TASK DESCRIPTION: Rewrite the part of the data that opens with the line containing "For the greek" and closes with the line containing "77], [263, 102]]", offsetting every coordinate in the answers by 23 and copying the requests unchanged.

[BEGIN DATA FOR PROCESSING]

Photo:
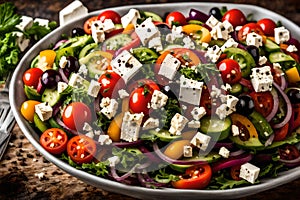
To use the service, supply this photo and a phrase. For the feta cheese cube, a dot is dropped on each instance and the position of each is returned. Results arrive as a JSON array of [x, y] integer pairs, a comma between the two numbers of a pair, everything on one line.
[[147, 30], [254, 39], [158, 99], [169, 67], [94, 88], [130, 18], [190, 90], [150, 123], [194, 124], [262, 79], [61, 86], [104, 140], [198, 112], [126, 65], [71, 12], [131, 125], [187, 151], [26, 22], [201, 141], [224, 152], [44, 111], [178, 123], [110, 109], [281, 34], [249, 172]]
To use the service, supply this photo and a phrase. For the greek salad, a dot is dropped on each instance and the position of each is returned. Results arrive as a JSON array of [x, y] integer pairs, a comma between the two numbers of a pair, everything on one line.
[[187, 100]]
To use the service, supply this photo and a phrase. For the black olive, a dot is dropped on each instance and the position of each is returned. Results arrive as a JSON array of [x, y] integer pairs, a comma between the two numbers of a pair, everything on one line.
[[254, 51], [245, 105], [294, 95], [216, 13], [77, 32]]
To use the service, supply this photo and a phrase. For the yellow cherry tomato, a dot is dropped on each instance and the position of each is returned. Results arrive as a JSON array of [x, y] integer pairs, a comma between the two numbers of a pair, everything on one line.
[[28, 109]]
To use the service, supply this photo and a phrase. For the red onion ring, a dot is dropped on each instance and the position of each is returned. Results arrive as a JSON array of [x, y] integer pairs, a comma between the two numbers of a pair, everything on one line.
[[288, 105], [232, 161], [275, 106]]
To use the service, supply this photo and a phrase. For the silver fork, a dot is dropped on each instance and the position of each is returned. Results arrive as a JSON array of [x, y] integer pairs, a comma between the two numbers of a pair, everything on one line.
[[7, 120]]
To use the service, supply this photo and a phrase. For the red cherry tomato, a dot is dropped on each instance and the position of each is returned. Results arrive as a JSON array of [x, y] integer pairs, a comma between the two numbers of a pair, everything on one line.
[[230, 71], [75, 115], [111, 82], [175, 18], [54, 140], [110, 14], [81, 149], [88, 24], [196, 177], [248, 28], [267, 25], [235, 17], [31, 77], [263, 102]]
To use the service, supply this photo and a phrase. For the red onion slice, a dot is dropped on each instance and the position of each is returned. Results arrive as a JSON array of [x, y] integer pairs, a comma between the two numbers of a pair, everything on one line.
[[288, 105]]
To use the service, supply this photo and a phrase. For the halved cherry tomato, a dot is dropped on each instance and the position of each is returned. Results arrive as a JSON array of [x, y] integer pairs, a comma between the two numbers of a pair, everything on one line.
[[110, 14], [281, 133], [111, 82], [28, 109], [267, 25], [176, 18], [81, 149], [235, 17], [88, 24], [31, 77], [196, 177], [76, 114], [54, 140], [263, 102], [248, 28], [235, 172], [230, 71]]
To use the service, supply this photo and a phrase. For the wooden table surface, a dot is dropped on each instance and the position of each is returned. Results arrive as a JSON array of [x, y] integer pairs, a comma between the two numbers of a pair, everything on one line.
[[21, 163]]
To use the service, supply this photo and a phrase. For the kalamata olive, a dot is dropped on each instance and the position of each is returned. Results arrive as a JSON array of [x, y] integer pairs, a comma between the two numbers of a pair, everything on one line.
[[72, 65], [77, 32], [50, 78], [215, 11], [294, 95], [254, 51], [245, 105]]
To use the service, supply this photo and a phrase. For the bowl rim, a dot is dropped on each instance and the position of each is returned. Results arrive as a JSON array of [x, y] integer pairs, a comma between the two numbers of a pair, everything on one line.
[[138, 191]]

[END DATA FOR PROCESSING]

RESPONSE TO THE TASK:
To use the service, supply this photo and a phrase. For the greek salad, a dot is dropped on each instance and the position of each is returned. Results arrive as a JSON array of [x, y] integer pairs, a comma between the two numbers of a pair, everything on one line.
[[210, 123]]
To use the service, supply this photo and a phrase. For the black olive, a dot is dropped on each instance and the position of each is returned. Results arrive as a JSON array of [x, y] integer pairs, a comma between the two numbers of a pair, everything on one line.
[[277, 74], [268, 128], [317, 118], [239, 36], [100, 55]]
To use the service, supply this photo and a phrase. For the yellow cherry tomato, a dot is dropped on each instance and the position of each is returned. Results arrive as a JSON array of [x, y] integer pairs, a comma between the two numbers of a pair, everything on one line.
[[51, 132]]
To use the service, supply this photo and a phrase. For the red onion ring, a dot is dropped on each instance and the position of each is returned. Results arrive as a JSON array of [x, y] integer pairs, a comma between the two numbers of a pair, everything on one line.
[[311, 128], [255, 184], [298, 129]]
To use the service, supply this photo and a phrase. For the silver fork, a dot is dropped on each instance and the position of each is returned. Results arrive as a JSON array of [x, y] integer pairs, a comma between the two numbers of a pair, everything on one line.
[[30, 143]]
To use the service, supply this photo and a phrase. For the red cherry tomato, a dot is dropped on each instance and the position of each is returned. Results arrive as a JSON array of [x, y] integer pairs, a comma between the two numbers of a pair, everything on one line.
[[253, 94], [98, 138], [134, 105], [198, 41], [77, 163], [133, 37], [104, 172], [111, 47], [219, 200], [271, 51], [290, 48], [258, 40], [54, 100], [286, 125]]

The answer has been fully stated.